### SOURCE DATA
— begin —

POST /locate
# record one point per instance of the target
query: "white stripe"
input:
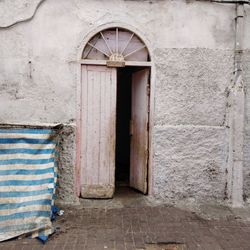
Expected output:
(30, 136)
(23, 199)
(28, 220)
(26, 177)
(26, 166)
(9, 235)
(26, 156)
(25, 209)
(24, 188)
(27, 145)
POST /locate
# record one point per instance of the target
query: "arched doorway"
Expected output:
(114, 134)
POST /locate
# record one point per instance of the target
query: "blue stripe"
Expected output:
(23, 227)
(26, 161)
(26, 172)
(27, 131)
(24, 204)
(26, 140)
(26, 151)
(25, 194)
(26, 183)
(25, 215)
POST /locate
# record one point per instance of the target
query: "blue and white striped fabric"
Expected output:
(28, 174)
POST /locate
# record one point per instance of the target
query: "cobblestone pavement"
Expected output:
(98, 225)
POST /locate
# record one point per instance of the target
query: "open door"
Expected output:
(139, 130)
(98, 118)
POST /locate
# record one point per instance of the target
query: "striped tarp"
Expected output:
(28, 174)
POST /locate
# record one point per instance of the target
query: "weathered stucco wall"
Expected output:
(246, 79)
(191, 141)
(192, 50)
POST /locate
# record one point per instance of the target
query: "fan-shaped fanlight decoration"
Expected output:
(116, 45)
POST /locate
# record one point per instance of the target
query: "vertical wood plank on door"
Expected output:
(98, 131)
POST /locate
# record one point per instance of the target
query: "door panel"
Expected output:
(98, 118)
(139, 130)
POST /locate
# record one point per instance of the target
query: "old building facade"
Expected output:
(160, 87)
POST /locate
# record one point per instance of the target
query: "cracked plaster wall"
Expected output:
(192, 48)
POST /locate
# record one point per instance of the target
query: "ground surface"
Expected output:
(132, 221)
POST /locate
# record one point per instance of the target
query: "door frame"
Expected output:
(79, 62)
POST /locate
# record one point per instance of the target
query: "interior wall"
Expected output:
(123, 124)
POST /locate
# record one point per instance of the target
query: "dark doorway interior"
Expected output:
(124, 77)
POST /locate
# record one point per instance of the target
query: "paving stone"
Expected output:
(134, 228)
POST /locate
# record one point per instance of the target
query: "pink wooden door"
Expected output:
(98, 118)
(139, 137)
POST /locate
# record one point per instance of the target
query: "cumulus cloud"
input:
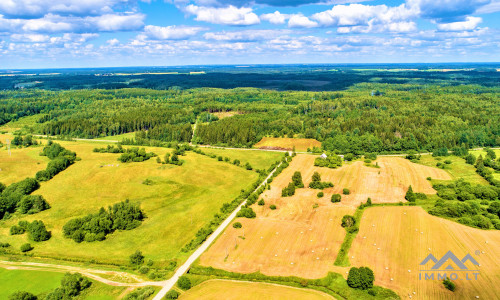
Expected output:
(446, 10)
(301, 21)
(229, 15)
(469, 24)
(245, 35)
(275, 17)
(171, 32)
(38, 8)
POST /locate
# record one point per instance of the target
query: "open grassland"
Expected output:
(303, 235)
(40, 283)
(257, 159)
(287, 143)
(180, 201)
(457, 169)
(392, 241)
(225, 289)
(22, 163)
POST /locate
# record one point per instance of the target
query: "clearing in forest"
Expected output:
(225, 289)
(22, 163)
(178, 201)
(393, 241)
(287, 143)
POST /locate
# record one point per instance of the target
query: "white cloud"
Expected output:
(230, 15)
(115, 22)
(469, 24)
(171, 32)
(301, 21)
(245, 35)
(275, 18)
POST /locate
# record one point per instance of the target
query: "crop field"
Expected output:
(225, 289)
(392, 241)
(457, 169)
(176, 204)
(257, 159)
(298, 239)
(287, 143)
(387, 184)
(22, 163)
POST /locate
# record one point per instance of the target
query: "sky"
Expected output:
(113, 33)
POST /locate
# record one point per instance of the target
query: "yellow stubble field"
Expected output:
(393, 241)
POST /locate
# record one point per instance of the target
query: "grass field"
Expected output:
(257, 159)
(41, 283)
(22, 163)
(287, 143)
(406, 235)
(176, 205)
(457, 169)
(225, 289)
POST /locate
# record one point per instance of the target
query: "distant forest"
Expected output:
(424, 111)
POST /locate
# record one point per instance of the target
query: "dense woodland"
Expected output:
(370, 116)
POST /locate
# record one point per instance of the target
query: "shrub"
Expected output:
(22, 296)
(184, 283)
(449, 285)
(237, 225)
(172, 294)
(336, 198)
(348, 221)
(26, 247)
(360, 278)
(136, 258)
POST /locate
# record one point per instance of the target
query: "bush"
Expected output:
(237, 225)
(360, 278)
(348, 221)
(26, 247)
(184, 283)
(172, 294)
(449, 285)
(336, 198)
(136, 258)
(140, 294)
(22, 296)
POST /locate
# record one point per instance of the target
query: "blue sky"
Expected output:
(109, 33)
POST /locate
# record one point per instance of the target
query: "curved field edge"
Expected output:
(333, 284)
(233, 289)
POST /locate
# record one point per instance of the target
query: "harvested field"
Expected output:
(405, 235)
(287, 143)
(297, 239)
(225, 289)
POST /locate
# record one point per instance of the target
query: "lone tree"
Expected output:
(410, 195)
(348, 221)
(137, 258)
(336, 198)
(297, 180)
(360, 278)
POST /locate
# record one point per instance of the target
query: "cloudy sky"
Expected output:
(98, 33)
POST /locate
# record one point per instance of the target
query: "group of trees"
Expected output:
(94, 227)
(316, 182)
(332, 161)
(135, 154)
(37, 231)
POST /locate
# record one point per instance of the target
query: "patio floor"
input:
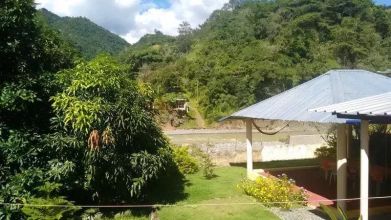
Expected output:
(313, 180)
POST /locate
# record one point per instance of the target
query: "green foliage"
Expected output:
(251, 50)
(130, 151)
(278, 192)
(328, 151)
(186, 163)
(59, 207)
(205, 161)
(89, 38)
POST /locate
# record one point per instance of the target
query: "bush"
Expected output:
(186, 163)
(330, 148)
(278, 192)
(206, 162)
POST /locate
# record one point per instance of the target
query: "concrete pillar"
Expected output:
(364, 169)
(349, 139)
(341, 165)
(249, 142)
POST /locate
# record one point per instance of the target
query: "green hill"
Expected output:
(89, 38)
(252, 49)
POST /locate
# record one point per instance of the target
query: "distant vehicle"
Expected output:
(182, 105)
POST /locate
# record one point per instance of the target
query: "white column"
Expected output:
(364, 170)
(249, 142)
(349, 139)
(341, 165)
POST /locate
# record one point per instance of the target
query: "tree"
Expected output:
(184, 39)
(112, 116)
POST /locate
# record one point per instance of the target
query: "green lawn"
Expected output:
(194, 201)
(282, 163)
(219, 190)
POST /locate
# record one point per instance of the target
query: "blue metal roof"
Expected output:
(378, 105)
(335, 86)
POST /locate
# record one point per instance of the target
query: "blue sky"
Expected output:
(379, 2)
(132, 19)
(162, 3)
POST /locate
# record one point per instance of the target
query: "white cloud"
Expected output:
(132, 19)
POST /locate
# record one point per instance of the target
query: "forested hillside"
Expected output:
(89, 38)
(251, 50)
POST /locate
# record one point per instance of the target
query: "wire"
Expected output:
(268, 133)
(189, 205)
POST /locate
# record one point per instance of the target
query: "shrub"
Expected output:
(186, 163)
(330, 148)
(206, 162)
(61, 209)
(278, 192)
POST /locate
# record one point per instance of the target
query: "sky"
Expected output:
(131, 19)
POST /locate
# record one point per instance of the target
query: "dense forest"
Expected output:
(250, 50)
(87, 37)
(71, 131)
(82, 129)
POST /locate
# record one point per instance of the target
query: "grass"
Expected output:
(219, 190)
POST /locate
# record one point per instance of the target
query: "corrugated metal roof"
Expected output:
(378, 105)
(335, 86)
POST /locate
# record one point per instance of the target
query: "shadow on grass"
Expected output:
(168, 189)
(319, 213)
(280, 163)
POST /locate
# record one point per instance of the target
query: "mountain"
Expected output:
(89, 38)
(253, 49)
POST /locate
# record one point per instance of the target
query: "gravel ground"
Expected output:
(305, 213)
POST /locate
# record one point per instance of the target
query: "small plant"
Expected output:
(278, 192)
(186, 163)
(328, 151)
(207, 164)
(61, 209)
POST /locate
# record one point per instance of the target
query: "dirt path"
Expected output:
(200, 121)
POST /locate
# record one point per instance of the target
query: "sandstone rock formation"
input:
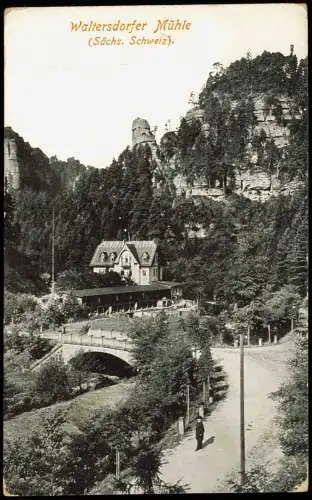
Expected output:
(141, 133)
(11, 167)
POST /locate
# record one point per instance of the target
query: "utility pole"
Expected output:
(242, 412)
(53, 236)
(187, 404)
(117, 463)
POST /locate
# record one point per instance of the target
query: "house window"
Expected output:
(145, 257)
(103, 256)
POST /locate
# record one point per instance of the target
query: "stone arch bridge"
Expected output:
(69, 346)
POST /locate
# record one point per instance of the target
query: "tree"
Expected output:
(292, 400)
(39, 463)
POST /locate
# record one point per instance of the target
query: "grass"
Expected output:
(80, 409)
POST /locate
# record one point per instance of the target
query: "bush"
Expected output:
(51, 382)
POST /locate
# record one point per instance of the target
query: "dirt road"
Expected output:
(206, 470)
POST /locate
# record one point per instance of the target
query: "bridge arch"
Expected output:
(98, 361)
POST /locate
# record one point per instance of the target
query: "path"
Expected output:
(205, 471)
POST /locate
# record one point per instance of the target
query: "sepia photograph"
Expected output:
(155, 294)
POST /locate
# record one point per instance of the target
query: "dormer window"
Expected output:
(145, 257)
(103, 256)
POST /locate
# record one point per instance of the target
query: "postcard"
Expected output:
(155, 249)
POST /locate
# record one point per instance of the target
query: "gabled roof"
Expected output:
(139, 249)
(108, 247)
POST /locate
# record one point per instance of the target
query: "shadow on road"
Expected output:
(208, 441)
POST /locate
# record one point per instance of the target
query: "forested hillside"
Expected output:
(251, 249)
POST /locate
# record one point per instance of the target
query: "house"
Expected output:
(137, 260)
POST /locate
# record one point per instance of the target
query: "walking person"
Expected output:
(200, 430)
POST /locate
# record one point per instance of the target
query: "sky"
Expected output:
(72, 99)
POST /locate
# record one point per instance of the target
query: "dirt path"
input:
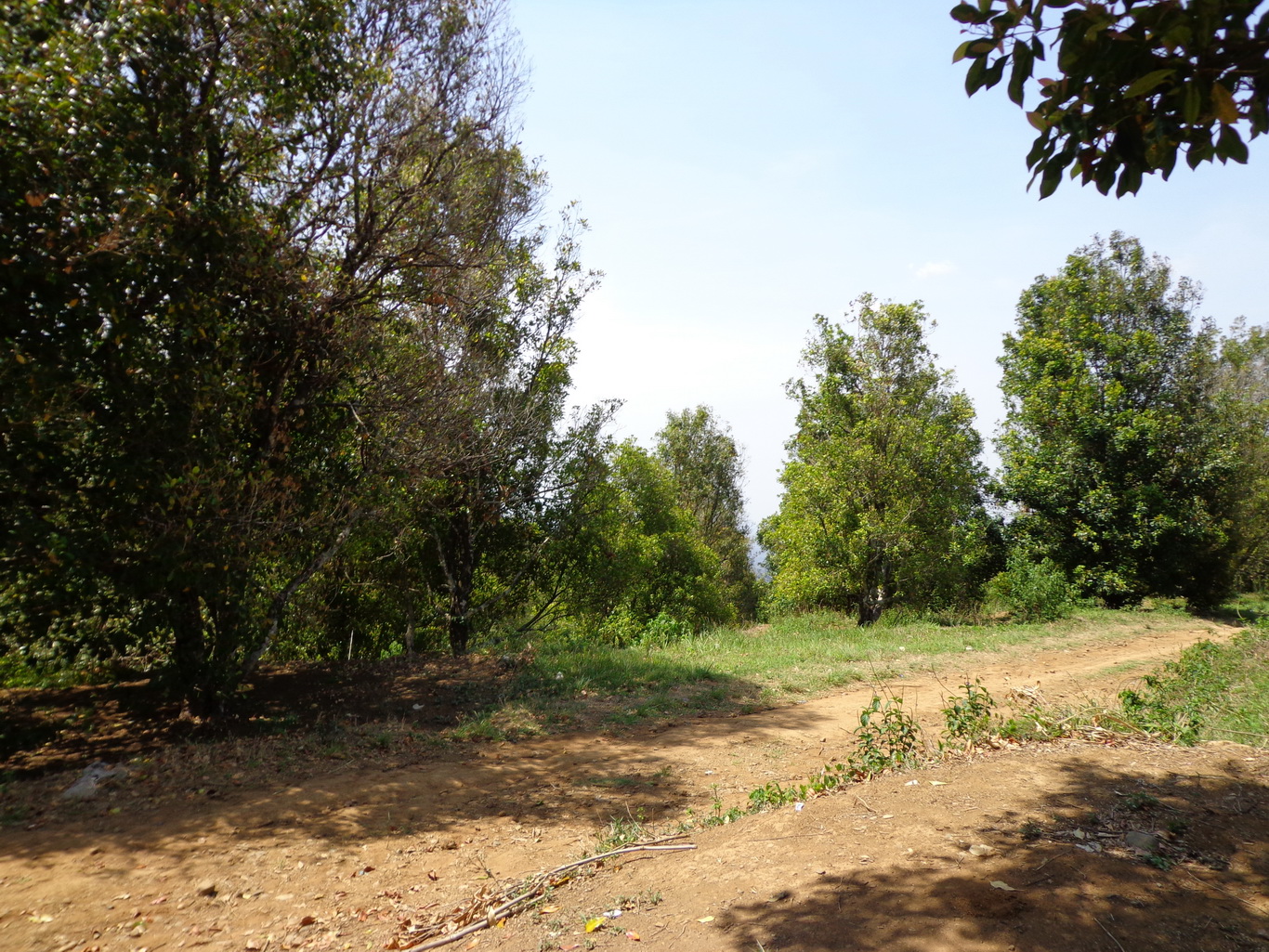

— end —

### EXERCISE OBJECTIVE
From the records above, extract each line that contains the string "field" and copy it in full.

### SOLUTION
query: "crop field"
query: "yellow stubble field"
query: "grass field"
query: "curved field edge"
query: "harvested field"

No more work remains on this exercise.